* **Work to complete**
An exact copy of all the data, minus the images, is required.

◆ ◆ ◆ ◆ ◆

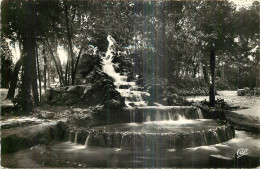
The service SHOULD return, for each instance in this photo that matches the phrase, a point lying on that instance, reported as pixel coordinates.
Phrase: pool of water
(172, 126)
(74, 155)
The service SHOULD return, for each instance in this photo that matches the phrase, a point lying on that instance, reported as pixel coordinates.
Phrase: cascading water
(130, 95)
(164, 127)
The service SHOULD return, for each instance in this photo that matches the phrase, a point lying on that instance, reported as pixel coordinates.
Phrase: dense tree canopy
(170, 42)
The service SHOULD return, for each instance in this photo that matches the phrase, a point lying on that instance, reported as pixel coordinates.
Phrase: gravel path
(250, 105)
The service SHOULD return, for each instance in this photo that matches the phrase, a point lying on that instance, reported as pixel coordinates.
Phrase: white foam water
(130, 96)
(129, 90)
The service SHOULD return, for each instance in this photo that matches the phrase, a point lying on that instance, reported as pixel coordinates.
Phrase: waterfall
(199, 112)
(127, 92)
(204, 135)
(76, 138)
(86, 143)
(216, 136)
(121, 144)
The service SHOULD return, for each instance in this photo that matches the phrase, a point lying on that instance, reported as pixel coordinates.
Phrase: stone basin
(159, 134)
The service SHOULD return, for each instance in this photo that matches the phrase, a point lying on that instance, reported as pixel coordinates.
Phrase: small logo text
(241, 152)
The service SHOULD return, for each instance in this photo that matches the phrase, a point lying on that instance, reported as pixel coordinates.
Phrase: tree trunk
(70, 43)
(49, 72)
(29, 56)
(14, 79)
(205, 74)
(34, 77)
(58, 67)
(212, 85)
(44, 69)
(39, 74)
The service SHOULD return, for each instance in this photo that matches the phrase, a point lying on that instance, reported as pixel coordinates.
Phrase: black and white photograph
(130, 84)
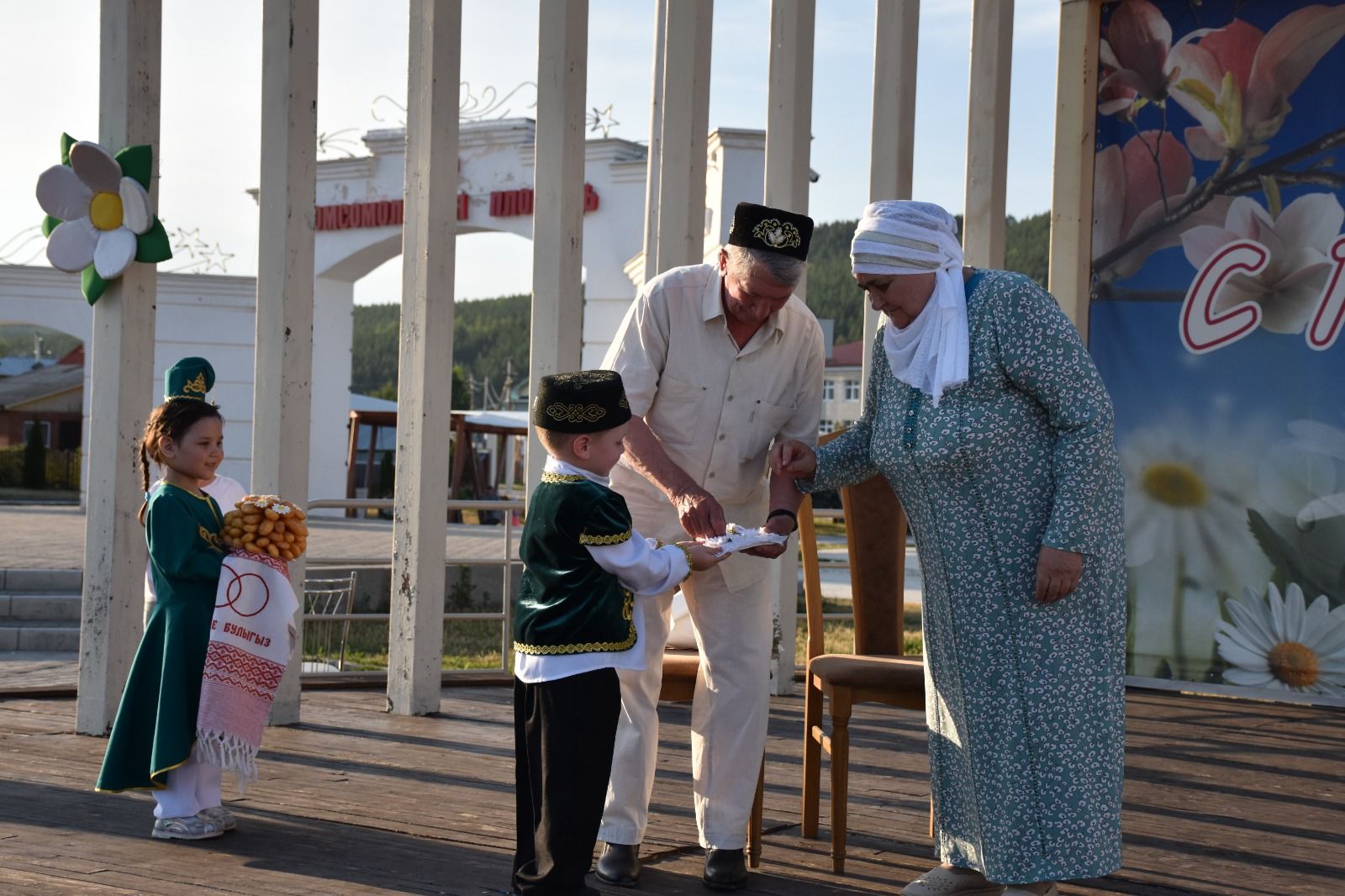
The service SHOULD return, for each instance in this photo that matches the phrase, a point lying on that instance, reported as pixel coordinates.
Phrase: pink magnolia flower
(1134, 58)
(1298, 239)
(1237, 81)
(1130, 192)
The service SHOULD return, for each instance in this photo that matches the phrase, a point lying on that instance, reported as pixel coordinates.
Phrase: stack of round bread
(266, 525)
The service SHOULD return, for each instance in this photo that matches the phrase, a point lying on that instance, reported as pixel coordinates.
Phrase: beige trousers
(728, 714)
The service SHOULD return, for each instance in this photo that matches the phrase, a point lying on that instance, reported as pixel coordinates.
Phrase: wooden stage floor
(1221, 797)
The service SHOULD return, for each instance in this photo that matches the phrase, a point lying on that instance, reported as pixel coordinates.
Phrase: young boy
(576, 622)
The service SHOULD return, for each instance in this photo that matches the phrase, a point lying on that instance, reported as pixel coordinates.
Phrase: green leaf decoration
(138, 163)
(92, 284)
(1282, 555)
(152, 245)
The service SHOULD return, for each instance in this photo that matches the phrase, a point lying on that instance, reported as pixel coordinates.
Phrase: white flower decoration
(103, 212)
(1279, 643)
(1300, 241)
(1187, 505)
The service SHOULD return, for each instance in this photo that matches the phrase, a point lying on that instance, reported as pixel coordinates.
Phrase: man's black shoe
(725, 869)
(619, 864)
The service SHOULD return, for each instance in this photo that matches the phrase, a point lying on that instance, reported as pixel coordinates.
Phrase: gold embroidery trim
(604, 540)
(212, 539)
(197, 385)
(778, 235)
(548, 477)
(591, 647)
(576, 414)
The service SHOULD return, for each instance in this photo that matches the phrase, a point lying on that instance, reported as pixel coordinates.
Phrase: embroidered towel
(251, 638)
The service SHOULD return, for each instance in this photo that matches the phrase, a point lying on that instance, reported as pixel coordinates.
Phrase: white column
(334, 302)
(558, 203)
(282, 382)
(425, 380)
(892, 159)
(654, 161)
(789, 136)
(1071, 201)
(988, 134)
(686, 114)
(121, 361)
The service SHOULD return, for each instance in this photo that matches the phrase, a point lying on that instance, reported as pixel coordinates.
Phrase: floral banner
(1219, 298)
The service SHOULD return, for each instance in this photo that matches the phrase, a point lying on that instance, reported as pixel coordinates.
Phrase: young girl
(155, 732)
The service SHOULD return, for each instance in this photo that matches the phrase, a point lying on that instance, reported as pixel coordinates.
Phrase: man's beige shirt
(716, 408)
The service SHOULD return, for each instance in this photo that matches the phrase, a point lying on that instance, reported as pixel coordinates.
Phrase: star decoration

◆ ◆ ◆ ◆ ◆

* **Output**
The service SHOULD return, for each instance in this photo that matches the phrase, a point lying on that instance, reported as pixel coordinates.
Phrase: pool of water
(172, 126)
(74, 155)
The service SHOULD return, for each instance in this photo that matches the phrase, a point lying on that instance, reported as pixel coordinates.
Phrase: cascading water
(130, 95)
(164, 127)
The service SHOULD return, for each instance in this photo that matches the phrase, a point lying on that instance, reported as pixel coordinates.
Phrase: dense tree canopy
(170, 42)
The service SHOULD return, for each instance in this photo that matches the phrase, a point lying on that instance, reported as pixel coordinates.
Phrase: gravel path
(250, 105)
The service SHOULD return, for each instance in this photo that matches the phrase, a point lying on that instance, reported as pixel coordinates.
Phrase: white foam water
(130, 96)
(129, 90)
The service SHOULD return, for each instance in this photo that matches the phrase, a point lying on that instance, reported as pixel coordinates.
Phrase: waterfall
(199, 112)
(127, 92)
(204, 135)
(76, 138)
(86, 143)
(216, 136)
(121, 144)
The service SHOULD return, for each instance in this photo that matches the phrase, a point lying on that instance, reported as pixel coordinates.
Phrase: stone basin
(159, 134)
The service SHOULD return, for each instance in this photo that matches the phrase, a point lying on that instance, reported as pixel coordinates.
Phrase: small logo text
(241, 152)
The service SHOULD return, for each instance in this photo that matches the phrase, a point lying on that instance, reported as pixel coordinates.
Phrase: tree trunk
(70, 43)
(49, 72)
(29, 56)
(14, 79)
(205, 74)
(34, 77)
(58, 67)
(212, 85)
(44, 69)
(39, 74)
The service SHOULD return, for each instance in this photo that matches the phrase, a point lying on that instance, reported as pixel coordinates.
Phrase: black and white photograph
(130, 84)
The service SHOULD return, for each instance in this photo that matches the phrase, a point lying on that instance, reported as pixel coordinates.
Phrase: pink magnolia flower
(1134, 58)
(1298, 239)
(1237, 81)
(1130, 192)
The service SHOULD return, for each instance in this photo that matches the phrase, a point lying on that instance, reported as pixel coordinates.
Phrase: stack of round bread
(266, 525)
The service SHOULD return, for each instance in this photo that matches the phrase, a point lying on that instance, reported as pixel coordinates.
Phrase: beige trousers
(728, 714)
The service SHOULD return, for each instance in this photo that matches the phrase, a point lying on that instance, reported as pixel coordinates.
Phrase: wooden stage floor
(1221, 797)
The service SHOULD return, for each instance in this photo that matches the phrase, a point lying on that instance, reported as pixel coordinates.
Phrase: young boy
(576, 622)
The service SHOULD return, for each instance in this photo that matches the phrase, a point lying on that instance, reported as pixel coordinates.
Phrase: green leaf decoration
(138, 163)
(92, 284)
(1282, 555)
(152, 245)
The service SHOULD return, for each instance in this photo that matches the phrase, a point lying on that instance, reported as pixel coordinates.
Phrase: white flower decoration
(103, 212)
(1279, 643)
(1300, 241)
(1187, 505)
The service SHOULD return, for each instance in this photo that matches the phrase, a point lying on that instance, reported as pixel coordinates.
Phrase: man's black shoe
(725, 869)
(619, 864)
The service SHOULD return, for each instance in this photo that matches the phrase, a point lying on that instance, reported as pixel coordinates.
Phrase: gold embroidery trim
(604, 540)
(212, 539)
(197, 385)
(778, 235)
(548, 477)
(591, 647)
(576, 414)
The service SHOULD return, for each instance in this photo that matches the phrase, a point lying on that instance, reported as pixel coordinates.
Phrase: embroidered towel
(251, 638)
The service SHOULD return, for each instance in this photo that matches the phrase, a point lying on that instance, reported as pixel coordinates.
Phrase: white column
(334, 302)
(558, 203)
(282, 382)
(425, 380)
(892, 159)
(654, 161)
(789, 136)
(1071, 201)
(988, 134)
(686, 114)
(121, 361)
The service SHOULD return, for each instance in this photo that matches the phrase, a point lying on that instance, reported as pixel coordinates.
Phrase: floral banner
(1219, 298)
The service SHOULD return, for each instance in this photo that matches the phrase, a point lying on that instance, reported as pixel coordinates.
Phrase: young girl
(155, 732)
The service SHOULD return, for each instance in this photo that matches the phrase, a point lying on that instance, reported as pixel coordinates.
Phrase: man's beige shirt
(716, 408)
The service SHOULD return, for each instance in this photo that matches the phrase, a point lying on that instance, reported as pixel coordinates.
Phrase: star decoration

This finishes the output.